**Recorded information:**
◆ ◆ ◆ ◆ ◆ ◆ ◆

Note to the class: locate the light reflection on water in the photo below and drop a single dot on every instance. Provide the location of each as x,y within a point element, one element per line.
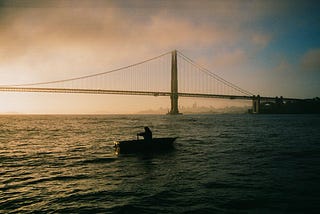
<point>221,163</point>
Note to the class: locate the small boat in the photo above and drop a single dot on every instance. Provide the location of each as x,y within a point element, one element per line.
<point>136,146</point>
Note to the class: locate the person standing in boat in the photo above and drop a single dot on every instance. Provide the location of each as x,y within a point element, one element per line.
<point>147,134</point>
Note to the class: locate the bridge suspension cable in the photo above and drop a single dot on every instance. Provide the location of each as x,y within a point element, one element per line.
<point>87,76</point>
<point>214,76</point>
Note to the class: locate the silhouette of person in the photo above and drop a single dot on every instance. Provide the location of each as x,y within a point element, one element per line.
<point>147,134</point>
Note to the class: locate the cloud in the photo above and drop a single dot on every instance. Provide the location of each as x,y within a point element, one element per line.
<point>260,40</point>
<point>310,61</point>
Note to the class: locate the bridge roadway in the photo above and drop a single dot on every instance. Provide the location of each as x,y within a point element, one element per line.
<point>143,93</point>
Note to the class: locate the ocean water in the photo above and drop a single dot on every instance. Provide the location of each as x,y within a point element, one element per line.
<point>220,164</point>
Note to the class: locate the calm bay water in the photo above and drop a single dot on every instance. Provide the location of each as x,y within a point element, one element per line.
<point>221,163</point>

◆ ◆ ◆ ◆ ◆ ◆ ◆

**What the task requires:** Your reply should be an exact copy of every line from the line with "Note to the class: locate the bridge suspension" through the final line of the data, and nothing more.

**Answer to this exercise:**
Note to the class: locate the bridge suspension cable in the photo above and drop a single dot on every instance. Provide the location of each as x,y within a point element, one element per line.
<point>87,76</point>
<point>214,76</point>
Note to the class: locate the silhouette of person in the photo above and drop a single dot on every instance. Provide the location of each as x,y within a point element, one element per line.
<point>147,134</point>
Note to the class: locate the cloud in the photo above and drop a single dot on every instance. Provide the location of each as x,y within a point element, one element per line.
<point>260,40</point>
<point>310,61</point>
Note to the class: locate the bridge roadway in the photo above and drop a single dot on every instance. Provide the location of each as x,y within a point element, one element per line.
<point>143,93</point>
Note to the class: locate the ocean water in the photo above and drop a single dot on every instance. Provide the location of each as x,y within a point element, one element per line.
<point>220,164</point>
Note to the class: locate the calm bay water in the photo above and drop a single dot on every instance. Provide the location of each as x,y within a point element, one element per line.
<point>221,163</point>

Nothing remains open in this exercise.